◆ **AIM OF THE EXERCISE**: In this data, count the lines in which "below" appears and give only that number.

◆ **RECORDS SUPPLIED**:

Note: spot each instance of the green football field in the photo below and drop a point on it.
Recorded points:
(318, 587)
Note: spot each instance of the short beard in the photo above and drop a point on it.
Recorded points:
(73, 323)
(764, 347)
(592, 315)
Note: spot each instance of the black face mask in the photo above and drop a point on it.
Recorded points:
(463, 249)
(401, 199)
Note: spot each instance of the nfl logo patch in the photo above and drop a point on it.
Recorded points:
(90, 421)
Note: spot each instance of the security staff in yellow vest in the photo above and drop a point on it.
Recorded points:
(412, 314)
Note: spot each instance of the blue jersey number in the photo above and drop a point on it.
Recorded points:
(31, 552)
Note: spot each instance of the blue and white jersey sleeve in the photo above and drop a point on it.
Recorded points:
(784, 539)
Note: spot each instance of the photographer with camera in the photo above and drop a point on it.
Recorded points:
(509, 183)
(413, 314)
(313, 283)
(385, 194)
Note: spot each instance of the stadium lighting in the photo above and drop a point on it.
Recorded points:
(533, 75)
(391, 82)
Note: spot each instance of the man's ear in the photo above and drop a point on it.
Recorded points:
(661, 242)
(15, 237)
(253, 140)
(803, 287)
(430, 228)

--

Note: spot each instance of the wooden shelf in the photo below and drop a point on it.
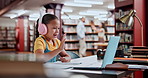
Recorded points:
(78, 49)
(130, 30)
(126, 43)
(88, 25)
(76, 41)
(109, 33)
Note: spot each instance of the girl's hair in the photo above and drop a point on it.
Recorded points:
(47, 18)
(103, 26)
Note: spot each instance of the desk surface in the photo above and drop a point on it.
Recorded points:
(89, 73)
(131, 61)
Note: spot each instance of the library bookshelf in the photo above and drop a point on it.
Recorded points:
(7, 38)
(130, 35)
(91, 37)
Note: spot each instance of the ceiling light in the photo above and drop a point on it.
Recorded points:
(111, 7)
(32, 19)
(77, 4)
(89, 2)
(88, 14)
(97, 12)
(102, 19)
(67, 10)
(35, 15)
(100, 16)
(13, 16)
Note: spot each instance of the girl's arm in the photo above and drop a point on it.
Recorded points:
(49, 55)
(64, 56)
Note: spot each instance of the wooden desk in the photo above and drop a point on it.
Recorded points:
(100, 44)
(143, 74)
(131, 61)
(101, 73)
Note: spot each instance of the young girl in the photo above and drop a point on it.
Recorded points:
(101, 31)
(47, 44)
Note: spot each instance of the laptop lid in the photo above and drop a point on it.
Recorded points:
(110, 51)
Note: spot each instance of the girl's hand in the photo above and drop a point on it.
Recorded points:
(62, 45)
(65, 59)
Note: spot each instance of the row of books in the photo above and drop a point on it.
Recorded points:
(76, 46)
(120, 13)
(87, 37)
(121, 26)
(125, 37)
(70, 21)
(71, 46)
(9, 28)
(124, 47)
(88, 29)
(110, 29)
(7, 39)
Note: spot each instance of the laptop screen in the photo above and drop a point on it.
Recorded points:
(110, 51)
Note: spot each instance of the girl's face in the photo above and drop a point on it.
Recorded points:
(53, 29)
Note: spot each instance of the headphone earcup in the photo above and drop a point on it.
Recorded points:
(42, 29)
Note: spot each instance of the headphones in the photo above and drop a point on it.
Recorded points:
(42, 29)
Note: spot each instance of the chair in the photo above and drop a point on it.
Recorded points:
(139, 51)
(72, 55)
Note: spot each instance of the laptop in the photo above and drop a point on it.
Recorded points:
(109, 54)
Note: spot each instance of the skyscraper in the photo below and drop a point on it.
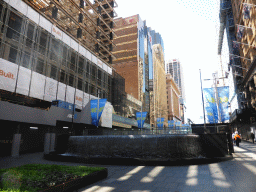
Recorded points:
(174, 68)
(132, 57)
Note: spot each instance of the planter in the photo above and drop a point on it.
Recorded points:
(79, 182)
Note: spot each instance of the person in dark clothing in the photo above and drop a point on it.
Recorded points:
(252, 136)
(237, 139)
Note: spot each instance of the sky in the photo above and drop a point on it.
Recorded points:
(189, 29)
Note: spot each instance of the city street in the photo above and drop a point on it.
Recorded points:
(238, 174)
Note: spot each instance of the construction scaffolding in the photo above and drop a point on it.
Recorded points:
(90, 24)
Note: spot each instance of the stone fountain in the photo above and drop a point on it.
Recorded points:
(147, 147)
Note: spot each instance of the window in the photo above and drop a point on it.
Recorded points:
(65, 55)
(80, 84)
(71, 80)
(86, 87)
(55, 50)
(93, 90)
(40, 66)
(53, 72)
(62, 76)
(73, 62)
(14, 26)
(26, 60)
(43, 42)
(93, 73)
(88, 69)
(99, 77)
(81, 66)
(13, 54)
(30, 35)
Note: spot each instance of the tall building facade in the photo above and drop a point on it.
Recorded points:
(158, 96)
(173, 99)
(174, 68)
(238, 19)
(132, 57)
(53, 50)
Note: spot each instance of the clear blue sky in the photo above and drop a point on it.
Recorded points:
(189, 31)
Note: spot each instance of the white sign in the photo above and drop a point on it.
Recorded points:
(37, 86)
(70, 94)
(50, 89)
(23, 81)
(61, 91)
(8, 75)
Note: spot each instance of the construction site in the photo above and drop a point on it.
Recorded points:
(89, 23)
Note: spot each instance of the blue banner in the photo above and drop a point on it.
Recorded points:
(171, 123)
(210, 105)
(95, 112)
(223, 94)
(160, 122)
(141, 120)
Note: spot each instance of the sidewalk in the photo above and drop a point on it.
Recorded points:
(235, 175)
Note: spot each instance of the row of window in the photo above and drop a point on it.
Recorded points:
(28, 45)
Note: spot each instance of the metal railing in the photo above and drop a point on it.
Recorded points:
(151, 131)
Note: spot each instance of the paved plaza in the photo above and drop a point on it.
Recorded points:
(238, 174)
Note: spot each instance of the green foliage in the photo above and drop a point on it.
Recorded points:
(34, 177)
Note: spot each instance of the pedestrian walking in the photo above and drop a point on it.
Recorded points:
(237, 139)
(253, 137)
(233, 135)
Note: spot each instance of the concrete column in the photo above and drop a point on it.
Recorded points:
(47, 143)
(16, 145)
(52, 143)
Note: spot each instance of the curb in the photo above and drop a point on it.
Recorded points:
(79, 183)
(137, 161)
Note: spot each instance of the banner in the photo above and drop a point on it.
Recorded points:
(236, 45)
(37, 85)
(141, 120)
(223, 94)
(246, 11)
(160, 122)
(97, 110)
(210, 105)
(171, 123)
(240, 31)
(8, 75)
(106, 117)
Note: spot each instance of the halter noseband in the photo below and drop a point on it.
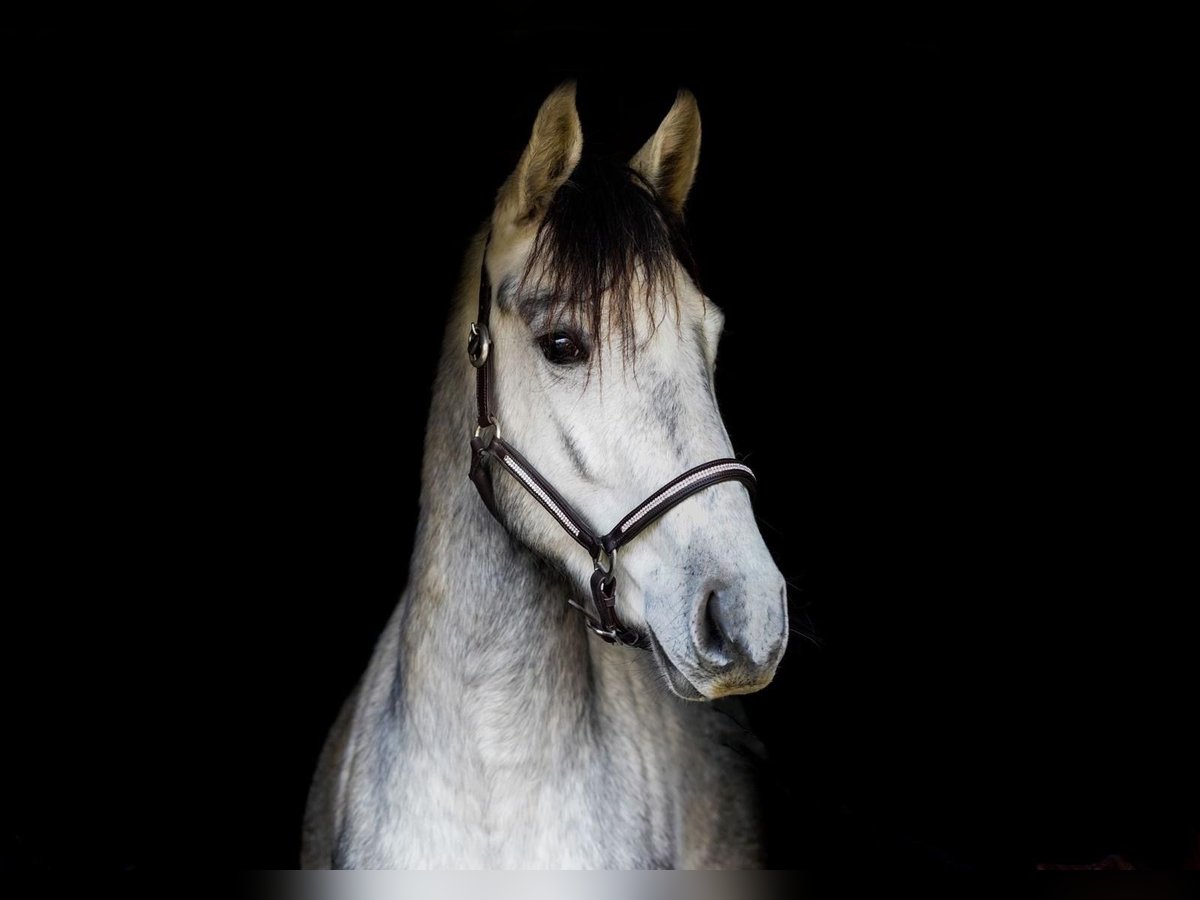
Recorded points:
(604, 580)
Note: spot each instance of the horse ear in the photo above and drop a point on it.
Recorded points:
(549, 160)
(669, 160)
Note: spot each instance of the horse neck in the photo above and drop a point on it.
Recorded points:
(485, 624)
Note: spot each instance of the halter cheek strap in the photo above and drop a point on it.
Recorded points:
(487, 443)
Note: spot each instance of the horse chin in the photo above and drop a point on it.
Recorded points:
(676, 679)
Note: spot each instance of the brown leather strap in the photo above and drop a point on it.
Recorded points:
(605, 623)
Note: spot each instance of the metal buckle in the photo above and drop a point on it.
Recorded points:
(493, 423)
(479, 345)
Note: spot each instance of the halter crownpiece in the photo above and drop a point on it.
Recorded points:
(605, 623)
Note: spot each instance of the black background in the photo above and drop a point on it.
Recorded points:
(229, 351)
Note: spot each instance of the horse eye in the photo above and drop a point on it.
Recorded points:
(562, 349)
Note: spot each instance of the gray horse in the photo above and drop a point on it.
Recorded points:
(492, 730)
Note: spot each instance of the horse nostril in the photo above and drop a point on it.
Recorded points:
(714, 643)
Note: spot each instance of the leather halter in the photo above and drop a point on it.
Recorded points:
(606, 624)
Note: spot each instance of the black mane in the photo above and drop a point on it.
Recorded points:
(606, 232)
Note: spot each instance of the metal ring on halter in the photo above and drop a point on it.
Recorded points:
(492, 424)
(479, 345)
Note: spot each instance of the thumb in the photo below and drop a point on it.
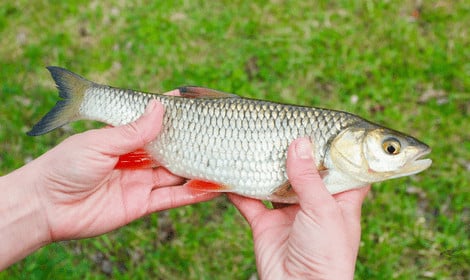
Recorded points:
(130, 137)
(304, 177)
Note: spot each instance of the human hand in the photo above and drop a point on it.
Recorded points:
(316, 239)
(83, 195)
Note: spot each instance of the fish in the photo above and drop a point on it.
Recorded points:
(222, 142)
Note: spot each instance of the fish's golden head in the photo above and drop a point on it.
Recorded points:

---

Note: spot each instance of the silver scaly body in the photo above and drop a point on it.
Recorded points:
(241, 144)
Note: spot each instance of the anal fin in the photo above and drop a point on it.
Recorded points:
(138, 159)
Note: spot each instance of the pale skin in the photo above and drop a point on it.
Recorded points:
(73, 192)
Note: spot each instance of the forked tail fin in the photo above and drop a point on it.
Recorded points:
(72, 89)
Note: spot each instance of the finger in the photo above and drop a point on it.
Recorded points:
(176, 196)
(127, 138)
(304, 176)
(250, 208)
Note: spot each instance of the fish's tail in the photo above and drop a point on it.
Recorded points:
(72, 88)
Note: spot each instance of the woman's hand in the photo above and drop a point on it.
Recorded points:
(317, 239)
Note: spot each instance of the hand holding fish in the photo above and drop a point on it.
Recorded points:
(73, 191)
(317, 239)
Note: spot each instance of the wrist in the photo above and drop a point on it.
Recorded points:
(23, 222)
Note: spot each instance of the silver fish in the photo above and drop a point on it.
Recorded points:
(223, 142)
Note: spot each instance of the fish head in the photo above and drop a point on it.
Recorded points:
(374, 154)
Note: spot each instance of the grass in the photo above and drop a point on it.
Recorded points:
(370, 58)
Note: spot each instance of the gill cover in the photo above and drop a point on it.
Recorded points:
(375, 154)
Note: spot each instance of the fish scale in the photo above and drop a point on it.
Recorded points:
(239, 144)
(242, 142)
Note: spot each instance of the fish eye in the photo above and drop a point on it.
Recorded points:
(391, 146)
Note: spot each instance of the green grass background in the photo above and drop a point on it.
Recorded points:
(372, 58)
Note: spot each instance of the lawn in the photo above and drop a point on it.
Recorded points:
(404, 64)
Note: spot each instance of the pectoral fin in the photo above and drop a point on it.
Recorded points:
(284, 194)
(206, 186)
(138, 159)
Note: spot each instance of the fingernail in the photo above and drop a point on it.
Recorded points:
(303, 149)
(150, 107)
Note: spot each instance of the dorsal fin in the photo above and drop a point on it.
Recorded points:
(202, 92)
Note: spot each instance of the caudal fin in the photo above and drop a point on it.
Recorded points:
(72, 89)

◆ **TASK ANSWER**: 5